Given entries START

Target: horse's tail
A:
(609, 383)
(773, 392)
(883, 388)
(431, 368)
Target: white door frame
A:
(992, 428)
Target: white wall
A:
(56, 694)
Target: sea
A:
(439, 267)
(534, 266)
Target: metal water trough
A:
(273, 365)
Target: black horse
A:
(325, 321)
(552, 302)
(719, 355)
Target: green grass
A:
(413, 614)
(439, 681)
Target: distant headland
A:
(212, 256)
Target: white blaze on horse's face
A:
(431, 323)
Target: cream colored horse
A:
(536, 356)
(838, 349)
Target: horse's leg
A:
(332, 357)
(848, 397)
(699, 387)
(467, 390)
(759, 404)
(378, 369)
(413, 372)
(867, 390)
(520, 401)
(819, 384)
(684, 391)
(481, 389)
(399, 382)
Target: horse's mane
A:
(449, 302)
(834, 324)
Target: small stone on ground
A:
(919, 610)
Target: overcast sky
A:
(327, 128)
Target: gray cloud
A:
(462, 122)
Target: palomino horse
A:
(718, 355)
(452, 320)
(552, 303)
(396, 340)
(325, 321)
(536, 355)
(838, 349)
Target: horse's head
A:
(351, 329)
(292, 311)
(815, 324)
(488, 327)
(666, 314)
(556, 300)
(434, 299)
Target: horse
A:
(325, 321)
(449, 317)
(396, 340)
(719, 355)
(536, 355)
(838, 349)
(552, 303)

Given entries END
Given entries START

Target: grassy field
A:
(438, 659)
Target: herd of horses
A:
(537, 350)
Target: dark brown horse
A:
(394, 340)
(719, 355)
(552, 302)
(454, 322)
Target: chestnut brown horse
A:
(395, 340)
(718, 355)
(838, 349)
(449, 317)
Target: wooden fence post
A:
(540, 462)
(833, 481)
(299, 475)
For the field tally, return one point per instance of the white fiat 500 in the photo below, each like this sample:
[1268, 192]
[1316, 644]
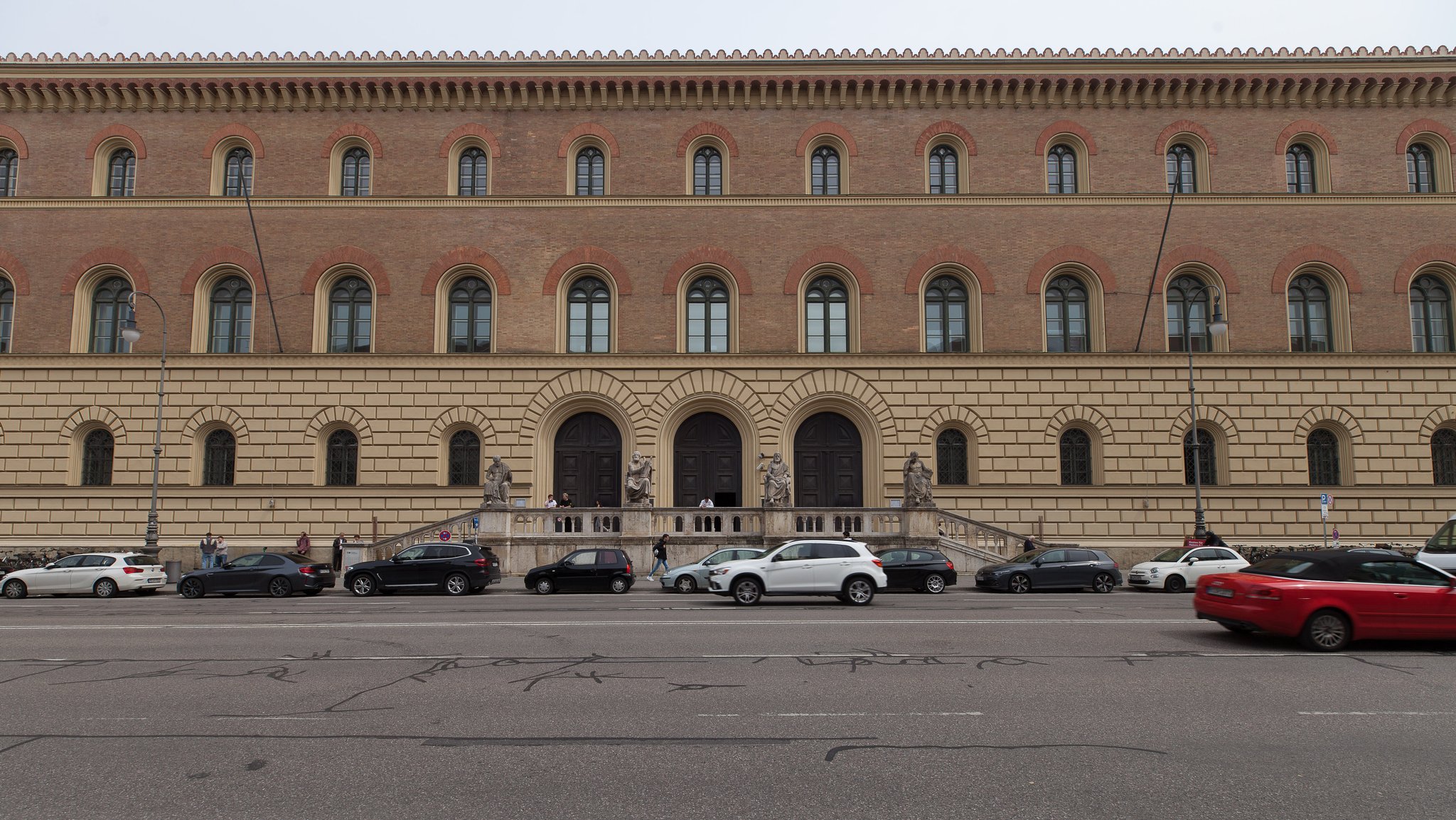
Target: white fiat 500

Given entries END
Given entries START

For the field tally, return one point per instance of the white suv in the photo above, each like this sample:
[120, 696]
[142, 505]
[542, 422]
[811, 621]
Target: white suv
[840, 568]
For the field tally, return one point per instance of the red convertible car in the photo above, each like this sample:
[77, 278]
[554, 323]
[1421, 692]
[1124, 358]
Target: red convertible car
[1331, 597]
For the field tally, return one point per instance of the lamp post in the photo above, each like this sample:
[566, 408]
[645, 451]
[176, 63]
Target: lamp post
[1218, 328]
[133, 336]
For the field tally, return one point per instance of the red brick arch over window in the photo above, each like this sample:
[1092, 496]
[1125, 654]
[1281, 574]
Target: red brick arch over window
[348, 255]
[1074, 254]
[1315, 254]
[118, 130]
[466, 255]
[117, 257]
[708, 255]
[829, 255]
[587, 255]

Given entries END

**The task:**
All lines holding the word "instance" must be copied from the data.

**Output:**
For the field tally, return one point per instance of the white fiat 500 in the photo below, each like this sample:
For the field tally, return one point per instance of the white suv in the photo above, each like this sample:
For the field tally, return one point per instance of the red convertible car in the photo above, each like this sample:
For the field tally, return one point per instance of the lamp post in the photo above, each like this sample:
For the field tally, return one point per instance of the red brick arch over window in the photo above, each like this sample:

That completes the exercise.